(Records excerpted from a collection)
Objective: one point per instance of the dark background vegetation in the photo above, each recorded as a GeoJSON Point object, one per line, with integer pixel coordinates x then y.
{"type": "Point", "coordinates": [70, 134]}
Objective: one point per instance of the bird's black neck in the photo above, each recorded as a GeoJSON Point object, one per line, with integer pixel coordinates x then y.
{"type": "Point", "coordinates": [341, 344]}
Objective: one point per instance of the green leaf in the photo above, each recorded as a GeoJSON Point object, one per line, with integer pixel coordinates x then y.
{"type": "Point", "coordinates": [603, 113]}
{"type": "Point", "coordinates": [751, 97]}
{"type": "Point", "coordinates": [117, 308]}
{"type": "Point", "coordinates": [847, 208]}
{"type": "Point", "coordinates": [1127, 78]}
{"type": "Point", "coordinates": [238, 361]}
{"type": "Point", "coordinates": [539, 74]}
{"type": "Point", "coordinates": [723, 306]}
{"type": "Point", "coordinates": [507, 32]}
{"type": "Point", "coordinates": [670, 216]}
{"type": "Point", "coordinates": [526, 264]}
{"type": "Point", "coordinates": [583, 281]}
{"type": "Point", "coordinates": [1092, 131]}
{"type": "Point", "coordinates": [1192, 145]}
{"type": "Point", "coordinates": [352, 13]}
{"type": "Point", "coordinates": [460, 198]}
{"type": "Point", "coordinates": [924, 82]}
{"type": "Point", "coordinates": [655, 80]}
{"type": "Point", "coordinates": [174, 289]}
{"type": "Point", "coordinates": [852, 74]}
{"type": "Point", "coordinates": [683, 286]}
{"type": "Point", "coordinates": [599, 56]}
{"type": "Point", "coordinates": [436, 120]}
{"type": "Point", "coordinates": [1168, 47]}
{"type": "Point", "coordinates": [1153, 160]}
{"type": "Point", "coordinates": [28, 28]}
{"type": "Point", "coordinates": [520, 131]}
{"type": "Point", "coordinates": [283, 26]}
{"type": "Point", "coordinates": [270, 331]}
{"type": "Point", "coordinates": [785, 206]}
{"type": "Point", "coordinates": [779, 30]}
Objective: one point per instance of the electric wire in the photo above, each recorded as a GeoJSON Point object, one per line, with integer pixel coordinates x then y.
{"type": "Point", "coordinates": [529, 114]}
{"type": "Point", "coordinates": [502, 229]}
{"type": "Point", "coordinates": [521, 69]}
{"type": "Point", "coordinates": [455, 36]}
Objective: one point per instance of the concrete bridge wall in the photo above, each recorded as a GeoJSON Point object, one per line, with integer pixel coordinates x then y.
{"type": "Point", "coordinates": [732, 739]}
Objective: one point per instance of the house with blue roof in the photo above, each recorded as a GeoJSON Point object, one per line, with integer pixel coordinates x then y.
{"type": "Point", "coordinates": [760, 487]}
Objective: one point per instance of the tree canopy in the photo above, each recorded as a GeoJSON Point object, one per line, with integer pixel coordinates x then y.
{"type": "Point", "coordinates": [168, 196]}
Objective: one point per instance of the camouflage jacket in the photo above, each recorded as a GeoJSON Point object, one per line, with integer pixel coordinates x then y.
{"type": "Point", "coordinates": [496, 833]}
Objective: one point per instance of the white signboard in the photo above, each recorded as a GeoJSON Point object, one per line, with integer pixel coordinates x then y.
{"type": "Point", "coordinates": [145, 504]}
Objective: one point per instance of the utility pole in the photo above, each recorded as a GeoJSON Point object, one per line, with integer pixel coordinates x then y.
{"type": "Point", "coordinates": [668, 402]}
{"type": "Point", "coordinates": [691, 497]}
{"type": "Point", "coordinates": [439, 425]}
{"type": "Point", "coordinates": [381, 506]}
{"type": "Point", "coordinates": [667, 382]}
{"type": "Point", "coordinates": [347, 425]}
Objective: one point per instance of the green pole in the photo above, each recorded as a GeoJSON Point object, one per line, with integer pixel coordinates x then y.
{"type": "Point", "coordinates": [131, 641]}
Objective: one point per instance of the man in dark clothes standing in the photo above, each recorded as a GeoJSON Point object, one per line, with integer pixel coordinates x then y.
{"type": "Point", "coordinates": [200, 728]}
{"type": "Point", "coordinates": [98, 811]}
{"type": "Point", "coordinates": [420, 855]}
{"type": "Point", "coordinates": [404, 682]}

» Do this
Retype each record exactly, leaving nothing out.

» Exercise result
Objective: one point per instance of the dark background vegetation in the photo above, each recorded as a GeoJSON Point object, one per line, with integer pixel coordinates x then y.
{"type": "Point", "coordinates": [70, 134]}
Objective: one point per instance of the bird's black neck in the photo above, each recorded as a GeoJSON Point object, one per line, with integer pixel coordinates x then y.
{"type": "Point", "coordinates": [341, 344]}
Objective: one point per instance of the green leaf in the photo above, each recorded as a GeoJSON Point object, one per line, with integer pixel coordinates x then y.
{"type": "Point", "coordinates": [603, 113]}
{"type": "Point", "coordinates": [751, 97]}
{"type": "Point", "coordinates": [117, 308]}
{"type": "Point", "coordinates": [847, 208]}
{"type": "Point", "coordinates": [1127, 78]}
{"type": "Point", "coordinates": [238, 361]}
{"type": "Point", "coordinates": [539, 74]}
{"type": "Point", "coordinates": [723, 306]}
{"type": "Point", "coordinates": [507, 32]}
{"type": "Point", "coordinates": [670, 216]}
{"type": "Point", "coordinates": [526, 264]}
{"type": "Point", "coordinates": [583, 281]}
{"type": "Point", "coordinates": [1092, 131]}
{"type": "Point", "coordinates": [1192, 145]}
{"type": "Point", "coordinates": [352, 13]}
{"type": "Point", "coordinates": [460, 198]}
{"type": "Point", "coordinates": [924, 82]}
{"type": "Point", "coordinates": [655, 80]}
{"type": "Point", "coordinates": [174, 289]}
{"type": "Point", "coordinates": [852, 74]}
{"type": "Point", "coordinates": [683, 286]}
{"type": "Point", "coordinates": [599, 56]}
{"type": "Point", "coordinates": [436, 120]}
{"type": "Point", "coordinates": [1168, 47]}
{"type": "Point", "coordinates": [1153, 160]}
{"type": "Point", "coordinates": [28, 28]}
{"type": "Point", "coordinates": [520, 131]}
{"type": "Point", "coordinates": [283, 26]}
{"type": "Point", "coordinates": [270, 331]}
{"type": "Point", "coordinates": [785, 206]}
{"type": "Point", "coordinates": [779, 30]}
Objective: one point per instance of the electric wire in the photo above, each recorded as a GeoJSON Point object, one per line, with integer pixel coordinates x then y.
{"type": "Point", "coordinates": [529, 114]}
{"type": "Point", "coordinates": [502, 229]}
{"type": "Point", "coordinates": [521, 69]}
{"type": "Point", "coordinates": [455, 36]}
Objective: one point per instance of the concrete bridge wall in the photo above, each recorded as a GeoJSON Point object, one per line, with integer pixel coordinates x then y.
{"type": "Point", "coordinates": [732, 739]}
Objective: one point per instance of the house with blue roof in the photo above, each recorded as a GeoJSON Point object, one per line, with integer pixel coordinates x then y.
{"type": "Point", "coordinates": [760, 487]}
Objective: one point per instance of the tree canopy in the photo above, each recorded as a GeoJSON Point object, one per line, with integer pixel coordinates x then y.
{"type": "Point", "coordinates": [168, 196]}
Objective: one point per instance of the camouflage jacket in the photo above, each recorded as a GeoJSON Point object, one per line, with integer pixel coordinates x then y.
{"type": "Point", "coordinates": [496, 833]}
Objective: one point per instance of the white signboard in the photo above, each recorded as a GeoJSON Point object, one per line, with integer pixel coordinates x then y.
{"type": "Point", "coordinates": [145, 504]}
Objective: one point per instance of the utility pole in the photo above, each recorded as a GeoJSON Point object, one per line, with integer pixel coordinates x then y.
{"type": "Point", "coordinates": [668, 402]}
{"type": "Point", "coordinates": [691, 497]}
{"type": "Point", "coordinates": [439, 425]}
{"type": "Point", "coordinates": [381, 506]}
{"type": "Point", "coordinates": [667, 382]}
{"type": "Point", "coordinates": [347, 425]}
Objective: one point per instance of the green pole in the photo above, each recorded as a GeoJSON Point object, one per line, with integer pixel coordinates x then y.
{"type": "Point", "coordinates": [131, 641]}
Objective: one point per instance of the man in dark clothes standing in the photo above, each recorded as a GeoJSON Point object, one per line, with integer pixel coordinates x then y.
{"type": "Point", "coordinates": [200, 728]}
{"type": "Point", "coordinates": [98, 811]}
{"type": "Point", "coordinates": [420, 855]}
{"type": "Point", "coordinates": [404, 682]}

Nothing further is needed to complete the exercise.